**Supplied information**:
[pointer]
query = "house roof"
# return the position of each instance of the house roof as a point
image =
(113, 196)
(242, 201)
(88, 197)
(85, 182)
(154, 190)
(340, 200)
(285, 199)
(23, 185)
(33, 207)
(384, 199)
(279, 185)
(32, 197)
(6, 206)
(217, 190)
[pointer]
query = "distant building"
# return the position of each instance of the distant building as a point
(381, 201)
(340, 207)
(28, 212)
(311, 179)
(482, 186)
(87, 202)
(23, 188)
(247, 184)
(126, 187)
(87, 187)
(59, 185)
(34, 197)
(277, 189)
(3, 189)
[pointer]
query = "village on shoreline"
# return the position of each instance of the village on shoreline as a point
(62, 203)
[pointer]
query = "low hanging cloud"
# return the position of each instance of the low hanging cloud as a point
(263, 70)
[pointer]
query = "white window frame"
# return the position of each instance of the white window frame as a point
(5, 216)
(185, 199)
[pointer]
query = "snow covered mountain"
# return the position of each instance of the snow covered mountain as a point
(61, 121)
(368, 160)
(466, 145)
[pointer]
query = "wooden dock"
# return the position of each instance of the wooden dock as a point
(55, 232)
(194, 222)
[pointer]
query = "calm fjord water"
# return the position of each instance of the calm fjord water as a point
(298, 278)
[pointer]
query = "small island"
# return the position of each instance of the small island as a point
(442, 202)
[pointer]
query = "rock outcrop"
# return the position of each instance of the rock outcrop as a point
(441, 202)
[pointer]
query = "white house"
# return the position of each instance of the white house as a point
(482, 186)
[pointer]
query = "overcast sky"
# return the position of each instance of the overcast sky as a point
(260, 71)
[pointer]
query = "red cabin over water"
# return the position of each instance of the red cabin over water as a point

**Aim of the task**: Set down all of the data above, word for word.

**Right answer**:
[pointer]
query = "house roof"
# return the position of each instance of the house roof as a point
image =
(113, 196)
(242, 201)
(88, 197)
(85, 182)
(154, 190)
(340, 200)
(285, 199)
(23, 185)
(33, 207)
(384, 199)
(279, 185)
(32, 197)
(6, 206)
(217, 190)
[pointer]
query = "distant building"
# return the position of each instance of the distant building as a point
(381, 201)
(340, 207)
(28, 212)
(311, 179)
(482, 186)
(87, 202)
(23, 188)
(247, 184)
(126, 187)
(87, 187)
(59, 185)
(34, 197)
(277, 189)
(3, 189)
[pointer]
query = "village on shoreline"
# return the position of each instance of the village on shoreline as a point
(62, 203)
[pointer]
query = "low hanging cloud"
# return the position of each instance of the low hanging cloud as a point
(263, 70)
[pointer]
query = "white window frame"
# return the position of each instance of the white window frame as a point
(5, 216)
(185, 199)
[pointer]
query = "snow covered mountain"
# return the position of each instance of the snow covered mountain as a point
(61, 121)
(368, 160)
(466, 145)
[pointer]
query = "wooden dock"
# return the position of each instance of the wooden dock as a point
(55, 232)
(194, 222)
[pointer]
query = "calm fjord water"
# return the position of each instance of the calm fjord water as a point
(298, 278)
[pointer]
query = "small island"
# return the position of each instance of the small island as a point
(442, 202)
[pointer]
query = "rock outcrop"
# return the position of each instance of the rock outcrop as a point
(441, 202)
[pointer]
query = "white house"
# return the position of each instance of the white house as a point
(482, 186)
[pointer]
query = "overcast sky"
# return the position of each instance of the overcast sky as a point
(260, 71)
[pointer]
query = "red cabin over water"
# return the position of each instance of the red cabin over water as a point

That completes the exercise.